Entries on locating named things
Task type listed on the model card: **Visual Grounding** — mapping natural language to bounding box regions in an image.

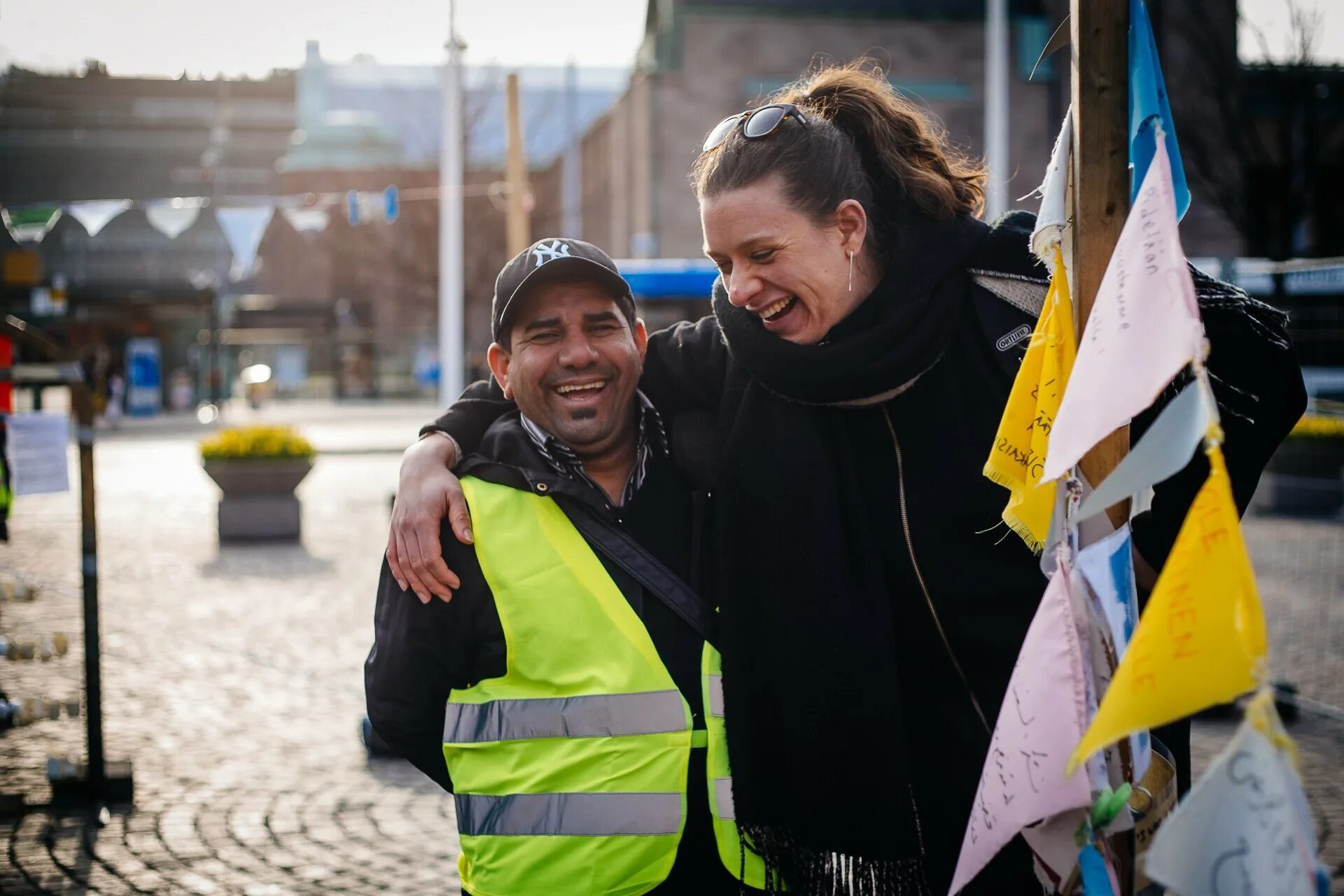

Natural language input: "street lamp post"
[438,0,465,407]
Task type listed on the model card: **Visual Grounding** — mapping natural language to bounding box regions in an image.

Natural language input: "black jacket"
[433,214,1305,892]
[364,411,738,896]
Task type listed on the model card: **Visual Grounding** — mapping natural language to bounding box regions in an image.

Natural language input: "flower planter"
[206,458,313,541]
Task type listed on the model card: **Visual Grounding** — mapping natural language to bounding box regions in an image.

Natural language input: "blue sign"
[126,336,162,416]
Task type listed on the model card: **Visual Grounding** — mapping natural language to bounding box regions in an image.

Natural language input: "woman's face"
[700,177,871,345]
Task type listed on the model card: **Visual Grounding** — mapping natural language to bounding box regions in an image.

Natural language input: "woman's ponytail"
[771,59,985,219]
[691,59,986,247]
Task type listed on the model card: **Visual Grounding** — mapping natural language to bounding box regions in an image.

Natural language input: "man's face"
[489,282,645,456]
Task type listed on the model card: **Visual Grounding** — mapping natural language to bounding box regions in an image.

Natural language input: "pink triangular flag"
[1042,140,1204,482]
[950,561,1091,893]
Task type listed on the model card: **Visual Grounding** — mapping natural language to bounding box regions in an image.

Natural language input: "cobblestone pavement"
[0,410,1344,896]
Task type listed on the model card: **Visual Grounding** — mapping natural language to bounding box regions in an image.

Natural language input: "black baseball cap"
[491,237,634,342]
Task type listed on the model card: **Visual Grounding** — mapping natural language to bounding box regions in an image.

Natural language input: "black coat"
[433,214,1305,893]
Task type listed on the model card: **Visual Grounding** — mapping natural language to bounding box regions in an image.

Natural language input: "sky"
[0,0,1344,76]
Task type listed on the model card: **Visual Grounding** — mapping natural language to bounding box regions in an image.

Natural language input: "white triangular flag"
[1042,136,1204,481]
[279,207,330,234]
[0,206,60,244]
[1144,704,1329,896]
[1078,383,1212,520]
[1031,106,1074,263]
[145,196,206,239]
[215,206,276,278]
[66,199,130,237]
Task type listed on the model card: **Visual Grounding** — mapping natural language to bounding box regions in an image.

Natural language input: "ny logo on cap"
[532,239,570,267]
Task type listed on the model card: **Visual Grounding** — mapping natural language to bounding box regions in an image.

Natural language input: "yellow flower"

==

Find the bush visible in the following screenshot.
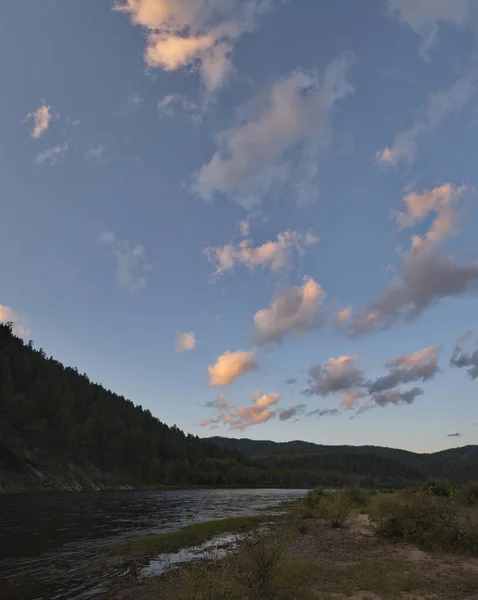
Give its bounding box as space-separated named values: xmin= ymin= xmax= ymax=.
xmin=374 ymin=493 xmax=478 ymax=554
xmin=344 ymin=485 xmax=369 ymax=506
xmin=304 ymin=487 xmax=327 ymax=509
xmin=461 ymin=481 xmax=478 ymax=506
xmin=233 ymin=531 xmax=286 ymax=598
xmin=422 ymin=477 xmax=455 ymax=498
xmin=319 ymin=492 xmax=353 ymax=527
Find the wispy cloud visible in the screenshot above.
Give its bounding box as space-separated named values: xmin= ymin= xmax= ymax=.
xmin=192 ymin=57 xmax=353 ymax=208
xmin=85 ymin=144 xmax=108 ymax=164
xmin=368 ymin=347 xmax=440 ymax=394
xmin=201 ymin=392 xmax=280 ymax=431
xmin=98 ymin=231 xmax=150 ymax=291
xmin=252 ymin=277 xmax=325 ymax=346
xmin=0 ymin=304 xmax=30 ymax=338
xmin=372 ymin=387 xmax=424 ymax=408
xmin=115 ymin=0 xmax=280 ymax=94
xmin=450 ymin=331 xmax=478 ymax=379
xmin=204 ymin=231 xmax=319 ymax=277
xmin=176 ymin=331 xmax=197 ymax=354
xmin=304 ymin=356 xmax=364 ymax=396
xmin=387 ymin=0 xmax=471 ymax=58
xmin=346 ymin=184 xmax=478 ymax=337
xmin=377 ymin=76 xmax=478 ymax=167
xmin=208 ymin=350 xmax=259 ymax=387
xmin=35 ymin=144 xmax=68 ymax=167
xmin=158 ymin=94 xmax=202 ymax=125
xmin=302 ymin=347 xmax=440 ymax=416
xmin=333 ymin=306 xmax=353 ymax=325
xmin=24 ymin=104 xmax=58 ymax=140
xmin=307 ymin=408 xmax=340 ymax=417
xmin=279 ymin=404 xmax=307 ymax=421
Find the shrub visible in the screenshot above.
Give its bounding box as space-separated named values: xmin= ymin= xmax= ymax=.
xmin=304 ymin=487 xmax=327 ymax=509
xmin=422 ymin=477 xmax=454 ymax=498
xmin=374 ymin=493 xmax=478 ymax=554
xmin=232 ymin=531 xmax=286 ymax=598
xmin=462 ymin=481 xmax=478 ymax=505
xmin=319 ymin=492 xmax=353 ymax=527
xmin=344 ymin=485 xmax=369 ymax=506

What is asked
Tally the lines in the entries above that contain the string "Find", treating case as significant. Reply with the number only.

Completed task
3